■ **Page text**
+===+

That has always been the "Red herring", if you will. One wonders why, if Hess was such a mess, that they wanted to keep him in such strict confinement. After all, Admiral Donitz was the Fuhrer for three weeks, and he was let go after a minimal prison stay. One wonders...


----------



## tyrodtom (Jul 27, 2013)

Donitz was sentenced to 10 years and that's what he served.
Hess was sentenced to life, The Russian judge wanted the death penalty but were overruled by the majority of the judges. 
A reduction of the sentence later required all of the original powers to agree on a reduction, the Russians would never agree to a early release.


----------



## stona (Jul 28, 2013)

tyrodtom said:


> Donitz was sentenced to 10 years and that's what he served.
> Hess was sentenced to life, The Russian judge wanted the death penalty but were overruled by the majority of the judges.
> A reduction of the sentence later required all of the original powers to agree on a reduction, the Russians would never agree to a early release.



Exactly.

As Deputy Fuhrer and the man who signed into law many of the most infamous Nazi racial laws of the pre-war period he was very lucky to escape the death penalty at Nuremberg, given the context of those trials.

Hess was not kept in any more a strict confinement than any other Nazi war criminal. Eventually his fellow detainees were executed, released or died leaving him as the only prisoner in Spandau prison.

There will always be conspiracy theories but they rarely stand up in the light of known and provable facts.

Donitz was convicted of the same offenses that others were executed for ("planning, initiating and waging wars of aggression" and "crimes against the laws of war") though his latter role as head of the Nazi government was not relevant. He served no time specifically for his role in Germany's unrestricted submarine warfare for reasons obvious to anybody who cares to examine how the allies conducted their own submarine operations.

Cheers
Steve


----------

+===+

■ **Given request 1**
Select each line of the entries that contains the word "door", treating uppercase and lowercase as different.
The forum thread and the entries are separate, unrelated material.

Items listed in a data set:
+===+

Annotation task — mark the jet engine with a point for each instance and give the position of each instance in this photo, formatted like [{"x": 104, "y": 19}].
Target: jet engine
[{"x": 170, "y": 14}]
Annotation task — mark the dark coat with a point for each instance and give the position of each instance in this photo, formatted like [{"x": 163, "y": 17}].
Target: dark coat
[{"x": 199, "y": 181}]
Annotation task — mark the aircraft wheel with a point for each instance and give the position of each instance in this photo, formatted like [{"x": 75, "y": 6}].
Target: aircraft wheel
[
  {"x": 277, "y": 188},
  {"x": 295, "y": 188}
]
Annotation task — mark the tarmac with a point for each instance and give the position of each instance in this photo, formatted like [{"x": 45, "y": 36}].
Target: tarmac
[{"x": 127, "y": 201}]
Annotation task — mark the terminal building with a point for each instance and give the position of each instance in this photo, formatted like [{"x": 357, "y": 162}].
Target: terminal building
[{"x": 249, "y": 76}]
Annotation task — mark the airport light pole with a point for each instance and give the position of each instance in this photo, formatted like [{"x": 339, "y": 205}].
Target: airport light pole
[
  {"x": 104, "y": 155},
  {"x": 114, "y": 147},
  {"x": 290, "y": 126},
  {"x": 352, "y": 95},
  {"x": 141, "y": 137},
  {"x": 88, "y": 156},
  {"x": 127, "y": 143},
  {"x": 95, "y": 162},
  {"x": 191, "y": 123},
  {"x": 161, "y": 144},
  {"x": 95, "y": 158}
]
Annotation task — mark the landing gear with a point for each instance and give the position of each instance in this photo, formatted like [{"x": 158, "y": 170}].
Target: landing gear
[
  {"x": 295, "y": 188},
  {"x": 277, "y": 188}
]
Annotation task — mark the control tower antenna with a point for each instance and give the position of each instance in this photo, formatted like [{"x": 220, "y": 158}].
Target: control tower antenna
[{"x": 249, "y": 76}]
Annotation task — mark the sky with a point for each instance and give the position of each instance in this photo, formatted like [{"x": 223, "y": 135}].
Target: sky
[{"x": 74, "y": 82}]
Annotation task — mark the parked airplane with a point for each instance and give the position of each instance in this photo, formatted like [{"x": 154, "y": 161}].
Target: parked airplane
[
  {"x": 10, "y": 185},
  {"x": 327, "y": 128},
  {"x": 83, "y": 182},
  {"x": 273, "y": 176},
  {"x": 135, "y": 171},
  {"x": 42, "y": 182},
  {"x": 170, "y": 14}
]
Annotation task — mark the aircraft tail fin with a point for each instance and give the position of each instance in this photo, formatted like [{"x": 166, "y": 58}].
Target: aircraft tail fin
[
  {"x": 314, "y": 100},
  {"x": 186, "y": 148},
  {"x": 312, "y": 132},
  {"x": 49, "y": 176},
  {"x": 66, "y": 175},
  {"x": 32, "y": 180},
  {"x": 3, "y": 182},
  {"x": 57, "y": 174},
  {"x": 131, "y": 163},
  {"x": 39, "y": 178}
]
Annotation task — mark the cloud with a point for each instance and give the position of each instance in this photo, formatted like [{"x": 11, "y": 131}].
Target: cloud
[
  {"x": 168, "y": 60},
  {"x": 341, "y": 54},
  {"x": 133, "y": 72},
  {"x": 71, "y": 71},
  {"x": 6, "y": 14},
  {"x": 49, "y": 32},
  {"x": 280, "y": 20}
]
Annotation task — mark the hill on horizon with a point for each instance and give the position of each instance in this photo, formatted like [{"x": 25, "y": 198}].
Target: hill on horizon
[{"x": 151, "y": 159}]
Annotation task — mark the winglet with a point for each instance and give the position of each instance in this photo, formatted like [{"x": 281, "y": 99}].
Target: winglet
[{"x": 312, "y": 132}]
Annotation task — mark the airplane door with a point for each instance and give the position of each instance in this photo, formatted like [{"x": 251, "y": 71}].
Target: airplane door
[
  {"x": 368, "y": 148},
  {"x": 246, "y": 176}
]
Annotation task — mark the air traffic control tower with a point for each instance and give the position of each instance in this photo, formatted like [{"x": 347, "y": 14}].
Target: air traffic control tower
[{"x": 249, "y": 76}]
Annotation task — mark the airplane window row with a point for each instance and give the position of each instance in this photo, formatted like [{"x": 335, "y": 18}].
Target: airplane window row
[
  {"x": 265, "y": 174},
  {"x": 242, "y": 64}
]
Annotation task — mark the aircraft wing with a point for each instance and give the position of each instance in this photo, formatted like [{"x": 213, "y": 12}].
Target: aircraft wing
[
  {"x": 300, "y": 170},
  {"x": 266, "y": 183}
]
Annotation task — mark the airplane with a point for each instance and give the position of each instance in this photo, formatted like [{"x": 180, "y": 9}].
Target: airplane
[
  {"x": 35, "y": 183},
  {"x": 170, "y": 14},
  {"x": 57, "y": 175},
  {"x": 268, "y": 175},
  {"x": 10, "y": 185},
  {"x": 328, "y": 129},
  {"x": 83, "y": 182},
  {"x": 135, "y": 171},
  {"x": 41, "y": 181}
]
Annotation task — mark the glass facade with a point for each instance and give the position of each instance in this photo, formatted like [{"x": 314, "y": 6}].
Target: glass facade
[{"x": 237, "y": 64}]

+===+

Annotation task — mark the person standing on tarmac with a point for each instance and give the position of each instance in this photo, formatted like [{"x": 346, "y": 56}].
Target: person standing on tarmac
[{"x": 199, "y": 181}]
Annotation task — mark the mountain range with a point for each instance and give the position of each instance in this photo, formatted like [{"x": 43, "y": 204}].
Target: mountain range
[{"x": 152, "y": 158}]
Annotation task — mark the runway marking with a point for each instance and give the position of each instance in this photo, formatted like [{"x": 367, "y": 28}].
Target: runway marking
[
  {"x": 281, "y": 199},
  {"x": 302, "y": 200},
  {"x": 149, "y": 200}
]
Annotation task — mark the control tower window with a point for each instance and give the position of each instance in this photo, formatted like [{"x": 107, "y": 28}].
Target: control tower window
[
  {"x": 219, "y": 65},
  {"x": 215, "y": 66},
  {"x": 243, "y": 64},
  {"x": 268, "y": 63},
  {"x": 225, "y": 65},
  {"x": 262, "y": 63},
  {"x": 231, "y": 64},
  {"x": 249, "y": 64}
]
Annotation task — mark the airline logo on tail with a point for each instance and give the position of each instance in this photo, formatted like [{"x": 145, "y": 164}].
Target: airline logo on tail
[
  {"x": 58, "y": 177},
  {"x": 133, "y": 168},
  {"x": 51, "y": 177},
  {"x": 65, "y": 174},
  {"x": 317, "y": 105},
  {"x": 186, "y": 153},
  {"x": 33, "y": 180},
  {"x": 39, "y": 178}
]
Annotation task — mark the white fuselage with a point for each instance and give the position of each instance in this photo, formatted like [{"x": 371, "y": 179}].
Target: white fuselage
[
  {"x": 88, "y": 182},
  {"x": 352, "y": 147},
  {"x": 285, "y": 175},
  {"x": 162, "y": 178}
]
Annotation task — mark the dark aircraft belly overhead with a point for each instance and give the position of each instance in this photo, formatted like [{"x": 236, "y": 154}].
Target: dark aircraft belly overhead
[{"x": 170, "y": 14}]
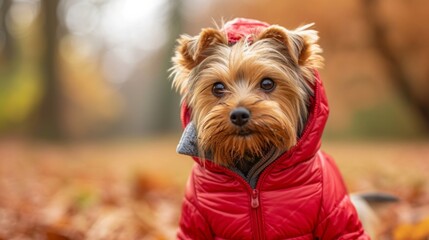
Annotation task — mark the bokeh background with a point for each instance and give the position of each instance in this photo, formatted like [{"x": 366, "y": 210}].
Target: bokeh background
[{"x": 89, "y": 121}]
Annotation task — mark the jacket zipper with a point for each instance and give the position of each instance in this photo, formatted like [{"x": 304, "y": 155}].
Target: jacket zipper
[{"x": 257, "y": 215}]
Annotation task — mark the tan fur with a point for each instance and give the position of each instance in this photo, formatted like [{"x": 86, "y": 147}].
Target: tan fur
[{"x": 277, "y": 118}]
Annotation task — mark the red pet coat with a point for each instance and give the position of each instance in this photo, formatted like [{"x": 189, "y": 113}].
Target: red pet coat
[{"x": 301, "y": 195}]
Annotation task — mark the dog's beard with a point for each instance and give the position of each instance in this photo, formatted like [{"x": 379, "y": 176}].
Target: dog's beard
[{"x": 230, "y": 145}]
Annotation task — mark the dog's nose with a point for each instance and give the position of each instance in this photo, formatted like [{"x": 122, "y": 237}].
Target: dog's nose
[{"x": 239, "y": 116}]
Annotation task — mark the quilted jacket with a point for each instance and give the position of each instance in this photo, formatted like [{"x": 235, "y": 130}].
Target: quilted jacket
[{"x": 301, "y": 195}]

+===+

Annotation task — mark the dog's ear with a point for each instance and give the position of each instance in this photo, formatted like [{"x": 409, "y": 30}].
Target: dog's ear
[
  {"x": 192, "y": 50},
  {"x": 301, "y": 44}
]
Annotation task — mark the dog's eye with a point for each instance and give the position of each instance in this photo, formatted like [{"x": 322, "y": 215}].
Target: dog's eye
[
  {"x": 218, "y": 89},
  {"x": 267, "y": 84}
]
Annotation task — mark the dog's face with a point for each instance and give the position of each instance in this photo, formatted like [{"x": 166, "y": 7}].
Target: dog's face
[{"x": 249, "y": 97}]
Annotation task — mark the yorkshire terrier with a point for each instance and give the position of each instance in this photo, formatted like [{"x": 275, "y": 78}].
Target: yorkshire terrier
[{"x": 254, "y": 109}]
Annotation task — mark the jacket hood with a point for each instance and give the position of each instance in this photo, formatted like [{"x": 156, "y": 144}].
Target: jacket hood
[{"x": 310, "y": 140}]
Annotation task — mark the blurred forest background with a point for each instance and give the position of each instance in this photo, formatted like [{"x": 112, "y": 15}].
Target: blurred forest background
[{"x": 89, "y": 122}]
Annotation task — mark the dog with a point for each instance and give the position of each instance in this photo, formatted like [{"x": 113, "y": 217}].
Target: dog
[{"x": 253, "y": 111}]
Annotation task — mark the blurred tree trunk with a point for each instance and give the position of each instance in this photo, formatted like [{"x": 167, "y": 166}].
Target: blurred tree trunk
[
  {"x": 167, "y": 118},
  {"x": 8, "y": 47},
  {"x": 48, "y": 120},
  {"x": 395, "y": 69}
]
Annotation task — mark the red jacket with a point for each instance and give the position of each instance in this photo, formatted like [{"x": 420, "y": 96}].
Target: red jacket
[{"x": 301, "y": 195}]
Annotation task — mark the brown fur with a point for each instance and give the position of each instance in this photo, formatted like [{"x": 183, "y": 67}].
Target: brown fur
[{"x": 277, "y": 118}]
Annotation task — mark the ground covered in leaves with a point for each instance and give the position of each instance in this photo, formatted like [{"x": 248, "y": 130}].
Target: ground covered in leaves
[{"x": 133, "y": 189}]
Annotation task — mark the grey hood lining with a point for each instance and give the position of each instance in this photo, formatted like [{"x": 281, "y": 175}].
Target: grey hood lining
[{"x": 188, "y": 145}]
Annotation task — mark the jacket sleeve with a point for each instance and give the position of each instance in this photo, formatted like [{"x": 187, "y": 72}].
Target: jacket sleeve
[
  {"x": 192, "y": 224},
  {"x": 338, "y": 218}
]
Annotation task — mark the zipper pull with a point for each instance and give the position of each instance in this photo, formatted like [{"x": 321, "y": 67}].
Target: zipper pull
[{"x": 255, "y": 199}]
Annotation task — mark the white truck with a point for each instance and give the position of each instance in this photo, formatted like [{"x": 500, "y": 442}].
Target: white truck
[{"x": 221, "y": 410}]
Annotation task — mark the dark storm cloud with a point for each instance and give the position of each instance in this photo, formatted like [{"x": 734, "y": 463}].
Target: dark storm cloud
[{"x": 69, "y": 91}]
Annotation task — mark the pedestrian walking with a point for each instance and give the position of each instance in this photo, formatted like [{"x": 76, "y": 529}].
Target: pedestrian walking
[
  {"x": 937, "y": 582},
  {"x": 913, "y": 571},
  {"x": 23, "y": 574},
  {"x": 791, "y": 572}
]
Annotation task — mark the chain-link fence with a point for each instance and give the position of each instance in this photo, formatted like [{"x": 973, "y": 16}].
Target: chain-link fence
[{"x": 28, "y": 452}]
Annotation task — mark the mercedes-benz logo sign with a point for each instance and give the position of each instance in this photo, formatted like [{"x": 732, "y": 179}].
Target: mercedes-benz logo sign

+===+

■ **Given request 2**
In the forum thread, what were the three ways Hess's fellow detainees left, making him the only prisoner in Spandau prison?

■ **Correct result 1**
Annotation task — mark the airplane door with a point for each instance and give the position of each instance in this photo, formatted like [{"x": 251, "y": 71}].
Target: airplane door

■ **Correct result 2**
They were executed, released, or died.